欧州

2024.02.19 09:30

アウジーイウカ撤退のウクライナ軍が最後の一撃、ロシア軍3機を撃墜か

安井克至

ILya Oslyakov / Shutterstock.com

ウクライナ軍の第110独立機械化旅団は2月16日、ドローン(無人機)や特殊部隊、同軍屈指の第3強襲旅団の援護を受けながら東部ドネツク州の防御拠点アウジーイウカから撤退し、4カ月にわたる激戦に終止符を打った。

第110旅団のアウジーイウカ防衛は、同旅団の戦前の兵力約2000人の大半を犠牲にしたかもしれない。だが、ロシア軍はそれよりはるかに多くの犠牲を払った。

ロシアが占領するウクライナ東部ドネツクの北西約8kmに位置する工業都市アウジーイウカへの攻撃には、ロシア軍の第2、第41両諸兵科連合軍から12個以上の旅団が参加した。

これらの旅団の大半は、兵士のほとんどを失ったようだ。アウジーイウカとその周辺でのロシア軍の死傷者は計3万人を超えるかもしれない。米当局者によると、16週間にわたる戦闘の最初の6週間だけで、ロシア兵1万3000人がアウジーイウカ周辺で死傷した。

そして撤退するウクライナ軍は、第110旅団と隣接部隊を標的に空爆しようとしていたらしいロシア空軍の戦闘爆撃機3機を狙って、アウジーイウカでの戦闘を締めくくるミサイルを発射したようだ。

[データセットの記録]
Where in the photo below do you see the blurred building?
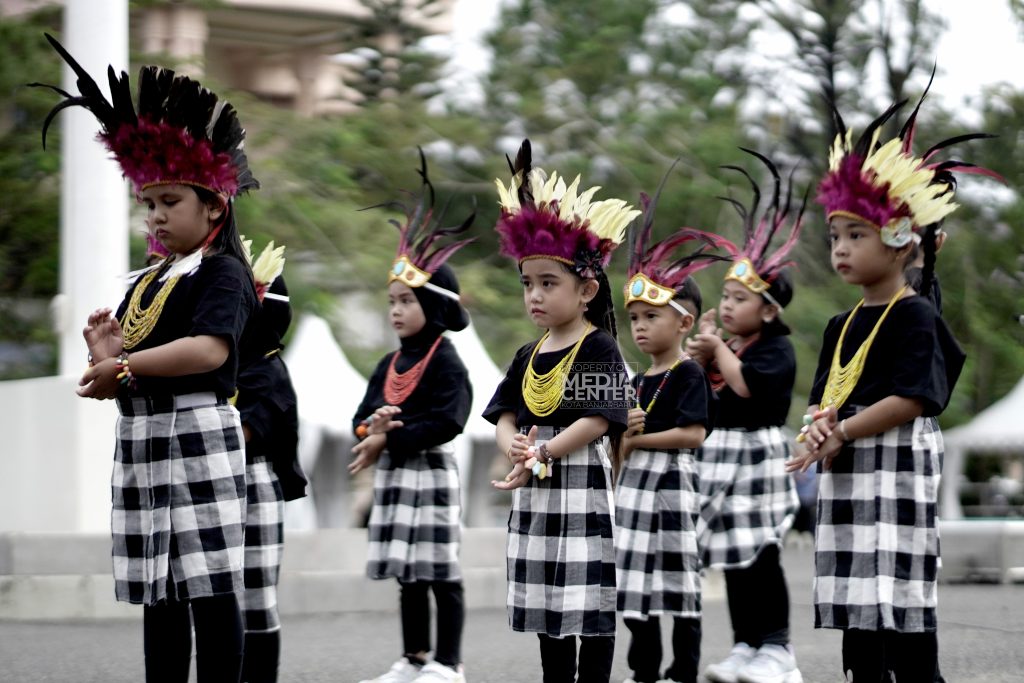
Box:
[0,0,455,116]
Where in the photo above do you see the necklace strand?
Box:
[120,268,181,351]
[522,322,594,418]
[384,337,441,405]
[821,287,906,410]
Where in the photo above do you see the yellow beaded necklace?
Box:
[821,287,906,410]
[522,323,594,418]
[121,268,181,351]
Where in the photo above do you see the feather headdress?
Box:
[817,69,1006,247]
[370,150,476,301]
[716,147,807,308]
[495,140,640,279]
[624,160,728,314]
[30,34,259,197]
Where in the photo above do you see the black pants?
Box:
[398,581,466,668]
[843,629,942,683]
[142,593,243,683]
[725,546,790,648]
[625,616,700,683]
[537,633,615,683]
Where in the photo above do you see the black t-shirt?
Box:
[117,254,258,398]
[352,337,473,460]
[808,296,965,417]
[234,352,308,501]
[483,329,632,434]
[633,359,718,434]
[715,336,797,429]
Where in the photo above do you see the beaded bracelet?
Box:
[115,351,135,389]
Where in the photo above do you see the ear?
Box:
[580,280,601,303]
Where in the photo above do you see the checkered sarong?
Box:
[814,418,942,633]
[696,427,800,569]
[367,443,462,583]
[505,427,615,637]
[615,450,700,620]
[242,458,285,633]
[111,393,246,605]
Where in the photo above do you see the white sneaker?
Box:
[705,643,758,683]
[413,661,466,683]
[359,657,426,683]
[736,645,804,683]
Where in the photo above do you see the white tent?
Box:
[940,378,1024,519]
[284,315,367,528]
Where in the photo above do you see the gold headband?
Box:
[725,258,768,294]
[387,254,430,287]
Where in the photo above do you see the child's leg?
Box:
[191,593,245,683]
[242,629,281,683]
[885,631,941,683]
[142,602,191,683]
[665,616,701,683]
[398,582,430,665]
[623,616,662,683]
[843,629,888,683]
[432,581,466,669]
[580,634,614,683]
[725,546,790,647]
[537,633,575,683]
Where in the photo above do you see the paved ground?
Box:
[0,549,1024,683]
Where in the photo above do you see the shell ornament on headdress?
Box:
[624,160,727,315]
[239,234,288,301]
[495,140,640,280]
[30,34,259,198]
[817,69,1006,248]
[716,147,807,309]
[369,150,476,301]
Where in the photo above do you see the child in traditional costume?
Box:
[687,152,803,683]
[483,140,639,683]
[790,74,999,683]
[348,152,474,683]
[615,171,721,683]
[37,36,259,682]
[234,241,307,683]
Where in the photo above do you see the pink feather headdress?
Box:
[817,69,1006,247]
[31,34,259,198]
[624,160,728,314]
[369,148,476,301]
[495,140,640,279]
[716,147,807,301]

▶ 実施する課題
a: アウジーイウカの記事のうち、「2024.02.19 09:30」から「わたる激戦に終止符を打った。」までをそのまま書き写してください。
b: アウジーイウカの記事に番号付きの名称で登場する部隊をすべて挙げてください。
c: アウジーイウカの記事によると、米当局者は戦闘の最初の6週間でアウジーイウカ周辺のロシア兵が何人死傷したと述べていますか。

▶ 解答一覧
a:
2024.02.19 09:30

アウジーイウカ撤退のウクライナ軍が最後の一撃、ロシア軍3機を撃墜か

安井克至

ILya Oslyakov / Shutterstock.com

ウクライナ軍の第110独立機械化旅団は2月16日、ドローン(無人機)や特殊部隊、同軍屈指の第3強襲旅団の援護を受けながら東部ドネツク州の防御拠点アウジーイウカから撤退し、4カ月にわたる激戦に終止符を打った。

b: 第110独立機械化旅団、第3強襲旅団、第2諸兵科連合軍、第41諸兵科連合軍

c: 1万3000人です。